Testo di partenza ->
***

Demenza giovanile in aumento, i fattori di rischio a cui fare attenzione secondo gli esperti

La demenza giovanile è un problema che non può essere più sottovalutato: lo rivela un recente studio svolto in Italia e che ha svelato numeri allarmanti.

Siamo abituati a pensare alla demenza come a una patologia di origine neurologica che colpisce le fasce d’età più avanzate, sicuramente la stagione finale della vita, con grave compromissione delle attività quotidiane, dell’autonomia personale e infine della memoria.

Cosa è la demenza giovanile
Cosa emerge dal recente studio italiano sulla demenza giovanile – newsicily.it

In realtà, la classificazione di questo tipo di malattie può essere piuttosto variabile e può riguardare, in maniera specifica, disturbi riconducibili all’Alzheimer, la demenza frontotemporale e anche soggetti all’apparenza completamente diversi dal punto di vista anagrafico e comportamentale.

Un team multidisciplinare di Unimore e dell’Azienda Ospedaliero-Universitaria di Modena e dell’Ospedale di Carpi hanno svolto uno studio epidemiologico proprio per appurare quante siano effettivamente le persone affette da demenza giovanile, chiamata anche EOD, Early onset dementia. Ne è emerso che solo nella provincia di Modena sono stati identificati 160 nuovi casi tra le persone tra i 30 e i 64 anni, portando la prevalenza complessiva della patologia a 74 casi su 100.000 residenti.

***

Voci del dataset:
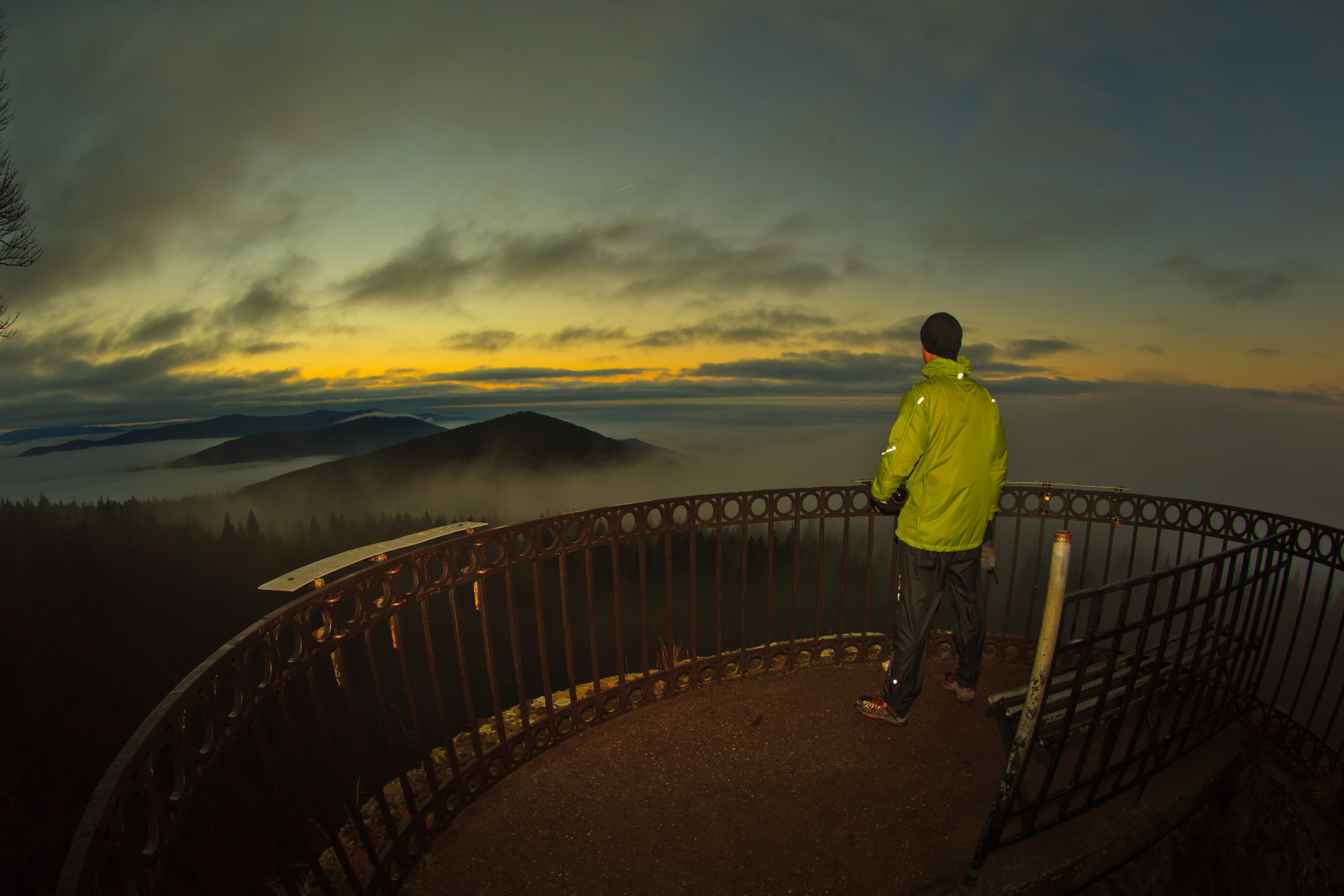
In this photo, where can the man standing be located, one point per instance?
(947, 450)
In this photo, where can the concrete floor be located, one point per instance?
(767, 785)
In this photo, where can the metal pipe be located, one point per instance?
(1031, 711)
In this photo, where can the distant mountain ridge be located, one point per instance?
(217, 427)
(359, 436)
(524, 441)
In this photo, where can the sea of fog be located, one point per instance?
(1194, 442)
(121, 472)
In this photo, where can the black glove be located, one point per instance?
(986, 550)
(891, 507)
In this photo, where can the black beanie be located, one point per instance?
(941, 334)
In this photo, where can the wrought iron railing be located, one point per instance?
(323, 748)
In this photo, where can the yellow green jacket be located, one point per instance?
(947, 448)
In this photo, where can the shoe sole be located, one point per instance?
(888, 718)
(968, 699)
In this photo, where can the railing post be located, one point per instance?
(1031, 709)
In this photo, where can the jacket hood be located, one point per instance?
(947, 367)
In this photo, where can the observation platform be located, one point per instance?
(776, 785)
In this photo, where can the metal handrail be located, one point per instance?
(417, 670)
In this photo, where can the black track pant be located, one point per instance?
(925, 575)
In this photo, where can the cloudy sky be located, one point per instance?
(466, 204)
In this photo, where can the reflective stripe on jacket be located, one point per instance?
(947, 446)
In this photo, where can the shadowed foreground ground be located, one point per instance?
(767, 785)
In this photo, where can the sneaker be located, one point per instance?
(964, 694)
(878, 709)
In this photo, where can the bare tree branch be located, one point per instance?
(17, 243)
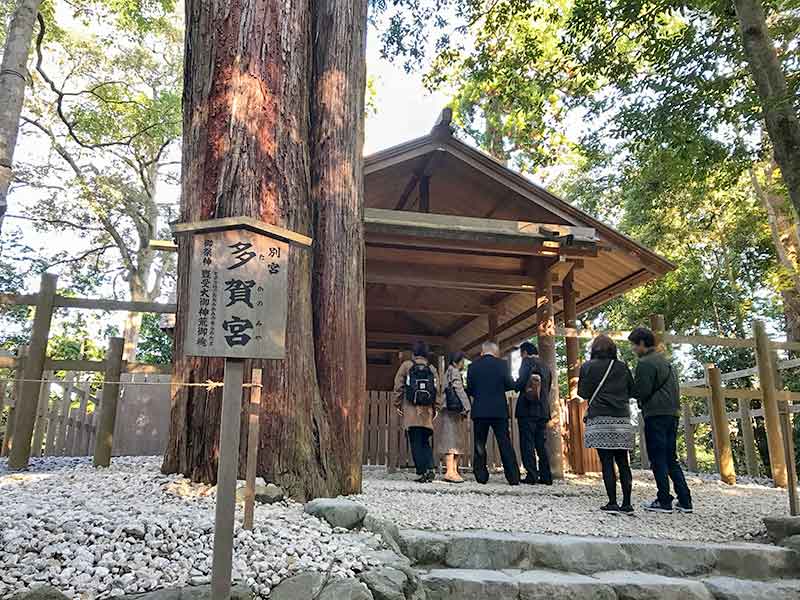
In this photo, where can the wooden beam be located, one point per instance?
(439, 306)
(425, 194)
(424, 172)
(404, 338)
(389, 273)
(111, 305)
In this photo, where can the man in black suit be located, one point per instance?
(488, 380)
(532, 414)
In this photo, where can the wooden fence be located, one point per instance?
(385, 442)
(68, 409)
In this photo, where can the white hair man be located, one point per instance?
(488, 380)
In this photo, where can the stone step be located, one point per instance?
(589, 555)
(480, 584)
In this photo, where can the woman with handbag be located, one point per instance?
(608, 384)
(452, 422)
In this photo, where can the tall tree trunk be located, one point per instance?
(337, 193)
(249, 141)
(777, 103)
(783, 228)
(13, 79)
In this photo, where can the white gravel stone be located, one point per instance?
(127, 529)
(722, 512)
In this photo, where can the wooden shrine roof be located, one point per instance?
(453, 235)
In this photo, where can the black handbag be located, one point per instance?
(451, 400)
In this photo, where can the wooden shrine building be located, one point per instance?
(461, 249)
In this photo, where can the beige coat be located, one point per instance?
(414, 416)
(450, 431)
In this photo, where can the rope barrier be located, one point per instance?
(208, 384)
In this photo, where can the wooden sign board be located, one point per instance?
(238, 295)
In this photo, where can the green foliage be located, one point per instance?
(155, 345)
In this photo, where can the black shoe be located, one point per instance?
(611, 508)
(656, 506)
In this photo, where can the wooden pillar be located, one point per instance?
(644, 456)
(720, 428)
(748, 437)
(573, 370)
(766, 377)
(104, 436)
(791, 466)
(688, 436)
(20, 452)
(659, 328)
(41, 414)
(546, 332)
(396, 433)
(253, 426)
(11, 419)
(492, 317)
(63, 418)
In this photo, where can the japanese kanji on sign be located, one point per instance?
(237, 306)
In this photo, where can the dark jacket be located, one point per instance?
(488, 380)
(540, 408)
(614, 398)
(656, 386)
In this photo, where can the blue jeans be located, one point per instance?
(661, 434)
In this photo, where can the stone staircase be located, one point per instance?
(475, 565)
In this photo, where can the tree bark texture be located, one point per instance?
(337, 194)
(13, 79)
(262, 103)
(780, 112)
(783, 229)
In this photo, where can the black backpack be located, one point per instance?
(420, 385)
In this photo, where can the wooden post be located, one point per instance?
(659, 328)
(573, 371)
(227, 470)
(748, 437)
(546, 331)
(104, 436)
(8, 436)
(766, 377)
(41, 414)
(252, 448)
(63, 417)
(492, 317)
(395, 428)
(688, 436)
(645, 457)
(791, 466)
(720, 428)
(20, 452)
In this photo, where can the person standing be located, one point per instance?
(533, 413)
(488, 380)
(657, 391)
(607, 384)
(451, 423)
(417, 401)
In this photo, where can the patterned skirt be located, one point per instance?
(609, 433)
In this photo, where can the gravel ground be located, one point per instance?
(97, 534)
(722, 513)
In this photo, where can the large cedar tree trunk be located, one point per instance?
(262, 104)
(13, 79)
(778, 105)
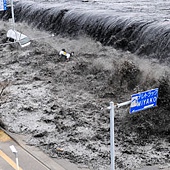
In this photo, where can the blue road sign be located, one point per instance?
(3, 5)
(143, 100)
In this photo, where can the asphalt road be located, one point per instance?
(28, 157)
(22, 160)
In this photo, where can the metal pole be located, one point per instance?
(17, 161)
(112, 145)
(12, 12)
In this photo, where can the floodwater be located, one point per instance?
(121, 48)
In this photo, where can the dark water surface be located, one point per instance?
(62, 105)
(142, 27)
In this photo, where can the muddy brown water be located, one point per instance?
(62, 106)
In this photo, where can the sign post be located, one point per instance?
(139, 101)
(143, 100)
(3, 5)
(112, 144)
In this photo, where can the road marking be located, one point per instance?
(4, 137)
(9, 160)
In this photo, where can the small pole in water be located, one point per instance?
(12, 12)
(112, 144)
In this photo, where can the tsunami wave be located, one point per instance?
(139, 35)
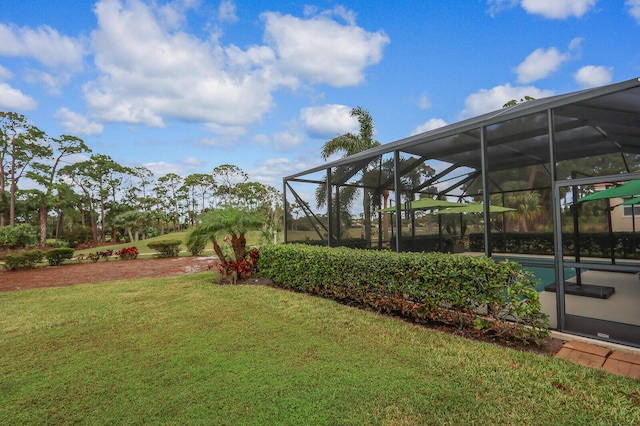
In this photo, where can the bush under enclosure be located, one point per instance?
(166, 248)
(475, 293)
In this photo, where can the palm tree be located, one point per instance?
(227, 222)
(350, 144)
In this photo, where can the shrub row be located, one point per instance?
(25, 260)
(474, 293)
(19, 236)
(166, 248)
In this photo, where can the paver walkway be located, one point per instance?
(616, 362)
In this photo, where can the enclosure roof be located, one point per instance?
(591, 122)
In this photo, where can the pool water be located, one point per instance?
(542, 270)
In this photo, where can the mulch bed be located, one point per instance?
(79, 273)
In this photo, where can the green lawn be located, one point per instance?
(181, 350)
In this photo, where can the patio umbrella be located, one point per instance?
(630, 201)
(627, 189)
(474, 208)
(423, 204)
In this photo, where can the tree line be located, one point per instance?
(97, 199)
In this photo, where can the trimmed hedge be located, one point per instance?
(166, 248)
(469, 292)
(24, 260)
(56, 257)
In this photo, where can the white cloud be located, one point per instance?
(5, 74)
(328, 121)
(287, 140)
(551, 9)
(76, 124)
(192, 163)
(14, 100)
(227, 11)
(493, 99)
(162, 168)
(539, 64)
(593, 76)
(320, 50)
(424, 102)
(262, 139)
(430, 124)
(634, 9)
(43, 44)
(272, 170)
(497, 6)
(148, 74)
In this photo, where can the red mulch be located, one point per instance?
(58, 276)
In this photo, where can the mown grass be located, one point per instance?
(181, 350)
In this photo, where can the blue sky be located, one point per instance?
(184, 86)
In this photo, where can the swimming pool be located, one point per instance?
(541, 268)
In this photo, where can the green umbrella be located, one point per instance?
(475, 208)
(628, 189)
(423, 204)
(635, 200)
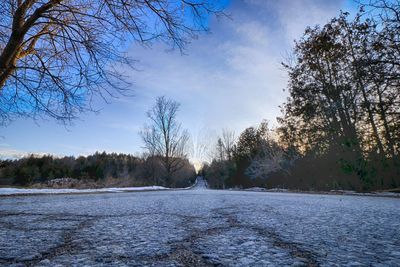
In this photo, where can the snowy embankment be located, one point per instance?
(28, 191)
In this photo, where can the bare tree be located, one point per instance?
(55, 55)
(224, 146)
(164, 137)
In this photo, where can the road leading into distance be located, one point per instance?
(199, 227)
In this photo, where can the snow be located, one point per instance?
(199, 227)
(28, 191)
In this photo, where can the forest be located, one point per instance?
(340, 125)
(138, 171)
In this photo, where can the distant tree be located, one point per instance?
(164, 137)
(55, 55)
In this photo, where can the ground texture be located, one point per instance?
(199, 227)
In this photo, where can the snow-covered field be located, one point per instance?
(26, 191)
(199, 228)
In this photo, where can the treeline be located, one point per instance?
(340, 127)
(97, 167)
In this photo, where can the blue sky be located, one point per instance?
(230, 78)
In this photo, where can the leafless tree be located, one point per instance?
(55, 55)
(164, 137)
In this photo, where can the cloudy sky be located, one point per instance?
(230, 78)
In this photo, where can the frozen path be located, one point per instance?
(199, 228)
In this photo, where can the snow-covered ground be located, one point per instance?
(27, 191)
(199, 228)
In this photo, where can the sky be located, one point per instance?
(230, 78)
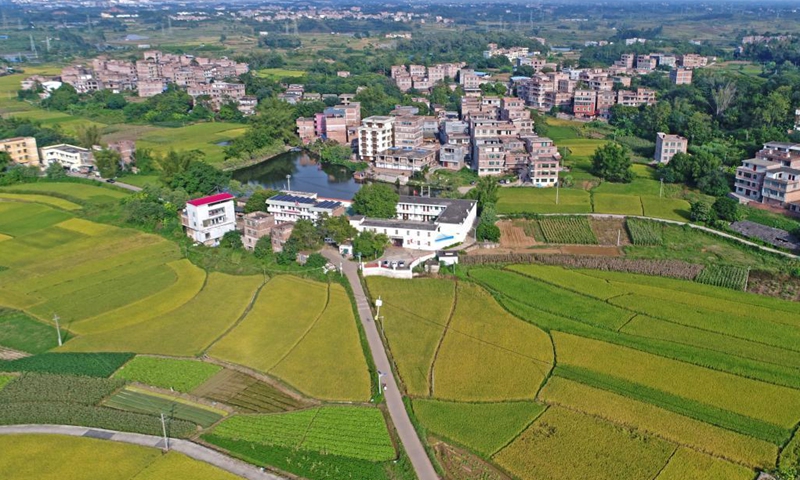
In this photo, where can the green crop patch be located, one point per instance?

***

Compito assegnato 1 ->
Secondo l'articolo sulla demenza giovanile, quanti nuovi casi sono stati identificati nella provincia di Modena tra le persone dai 30 ai 64 anni?
Compito assegnato 2 ->
Ripeti dall'articolo sulla demenza giovanile il brano che si apre con le parole contenenti "In realtà, la" e si chiude con "anagrafico e comportamentale.".
L'elenco non ha alcun ruolo in questo lavoro.

Spazio risposta 1 ->
160 nuovi casi.

Spazio risposta 2 ->
In realtà, la classificazione di questo tipo di malattie può essere piuttosto variabile e può riguardare, in maniera specifica, disturbi riconducibili all’Alzheimer, la demenza frontotemporale e anche soggetti all’apparenza completamente diversi dal punto di vista anagrafico e comportamentale.